**Task details**. Reproduce every entry in the listing without alteration.

**Material supplied**.
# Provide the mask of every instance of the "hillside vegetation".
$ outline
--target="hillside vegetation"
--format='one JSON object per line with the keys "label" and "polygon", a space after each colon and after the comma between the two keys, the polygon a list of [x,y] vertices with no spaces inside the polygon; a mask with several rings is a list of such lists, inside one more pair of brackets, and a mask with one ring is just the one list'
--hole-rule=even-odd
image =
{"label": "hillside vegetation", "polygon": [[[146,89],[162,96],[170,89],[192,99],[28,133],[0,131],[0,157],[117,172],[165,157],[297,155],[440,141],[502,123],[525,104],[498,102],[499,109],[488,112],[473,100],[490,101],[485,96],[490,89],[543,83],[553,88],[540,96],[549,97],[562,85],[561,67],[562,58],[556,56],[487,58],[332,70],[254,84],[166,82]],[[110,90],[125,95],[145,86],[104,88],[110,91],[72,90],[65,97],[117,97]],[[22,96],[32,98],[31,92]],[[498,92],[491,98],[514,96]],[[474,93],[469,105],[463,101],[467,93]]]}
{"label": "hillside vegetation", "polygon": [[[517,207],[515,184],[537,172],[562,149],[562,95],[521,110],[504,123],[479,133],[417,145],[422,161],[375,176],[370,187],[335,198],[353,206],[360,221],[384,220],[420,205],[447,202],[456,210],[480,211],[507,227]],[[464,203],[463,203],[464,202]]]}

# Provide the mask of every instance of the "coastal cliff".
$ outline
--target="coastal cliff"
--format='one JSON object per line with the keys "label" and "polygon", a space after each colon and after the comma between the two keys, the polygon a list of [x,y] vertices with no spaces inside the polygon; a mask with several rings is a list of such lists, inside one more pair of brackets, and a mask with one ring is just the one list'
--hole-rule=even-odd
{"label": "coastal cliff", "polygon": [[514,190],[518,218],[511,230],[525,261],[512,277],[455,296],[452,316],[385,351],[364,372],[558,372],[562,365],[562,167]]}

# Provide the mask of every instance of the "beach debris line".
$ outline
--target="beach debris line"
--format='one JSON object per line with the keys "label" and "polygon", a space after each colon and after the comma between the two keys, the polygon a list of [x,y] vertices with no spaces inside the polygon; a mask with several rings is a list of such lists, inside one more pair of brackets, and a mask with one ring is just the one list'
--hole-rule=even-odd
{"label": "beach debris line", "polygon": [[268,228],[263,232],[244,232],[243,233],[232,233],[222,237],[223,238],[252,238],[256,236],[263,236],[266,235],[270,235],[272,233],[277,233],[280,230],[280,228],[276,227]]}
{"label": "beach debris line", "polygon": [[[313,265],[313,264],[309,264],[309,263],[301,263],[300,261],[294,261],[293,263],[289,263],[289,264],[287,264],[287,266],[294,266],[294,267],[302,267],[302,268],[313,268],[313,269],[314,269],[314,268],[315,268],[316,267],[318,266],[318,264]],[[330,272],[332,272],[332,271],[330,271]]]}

**Full answer**.
# Provide the mask of every instance of the "hillside vegetation".
$ outline
--target="hillside vegetation"
--format='one JSON object per line with the keys "label" and "polygon", a space after each colon and after the comma between the two keys, the polygon a list of [x,y] vertices with no spaces inside the polygon; a mask with several rings is a list of such lists, inside one more pair of brackets, and a mask with one ring is just the one list'
--hole-rule=even-odd
image =
{"label": "hillside vegetation", "polygon": [[[146,89],[162,96],[170,89],[192,99],[28,133],[0,131],[0,157],[117,172],[165,157],[297,155],[440,141],[502,123],[525,104],[498,102],[499,109],[488,112],[473,100],[490,101],[485,96],[490,89],[543,83],[553,88],[540,96],[549,97],[562,85],[561,67],[562,58],[556,56],[487,58],[332,70],[254,84],[166,82]],[[110,90],[125,95],[145,86],[104,88],[110,91],[72,90],[65,97],[117,97]],[[22,96],[32,98],[31,92]],[[498,92],[491,98],[514,96]],[[474,93],[469,105],[463,101],[467,93]]]}
{"label": "hillside vegetation", "polygon": [[[517,207],[515,184],[537,172],[562,149],[562,95],[521,110],[504,123],[479,133],[417,145],[422,161],[375,176],[370,187],[335,198],[353,206],[360,221],[384,220],[420,205],[447,202],[456,210],[480,211],[507,227]],[[464,203],[463,203],[464,202]]]}

# Provide the mask of every instance of the "coastal cliff".
$ outline
--target="coastal cliff"
--format='one JSON object per line with the keys "label" and "polygon", a space after each colon and after the comma between the two keys, the polygon a list of [x,y] vertices with no spaces inside the polygon; a mask with several rings is a list of such lists, inside one more pair of brackets, and a mask with one ring is just the one list'
--hole-rule=even-odd
{"label": "coastal cliff", "polygon": [[514,190],[518,218],[511,230],[525,261],[512,277],[455,296],[452,316],[385,351],[364,372],[558,372],[562,365],[562,167]]}

# Provide the mask of every instance of the "beach debris line".
$ outline
--target="beach debris line"
--format='one JSON object per line with the keys "label" and "polygon", a space after each colon and after the comma between the two keys, the polygon a list of [x,y] vertices with no spaces inside the polygon; a mask with several rings is a list of such lists, inside one more pair of brackets, and a mask with one ring is just the one list'
--hole-rule=even-odd
{"label": "beach debris line", "polygon": [[268,228],[263,232],[244,232],[243,233],[232,233],[222,237],[223,238],[252,238],[256,236],[263,236],[266,235],[270,235],[272,233],[277,233],[280,230],[280,228],[276,227]]}
{"label": "beach debris line", "polygon": [[[313,265],[313,264],[309,264],[309,263],[301,263],[300,261],[294,261],[293,263],[289,263],[289,264],[287,264],[287,266],[294,266],[294,267],[302,267],[302,268],[313,268],[313,269],[314,269],[314,268],[315,268],[316,267],[318,266],[318,264]],[[330,272],[332,272],[332,271],[330,271]]]}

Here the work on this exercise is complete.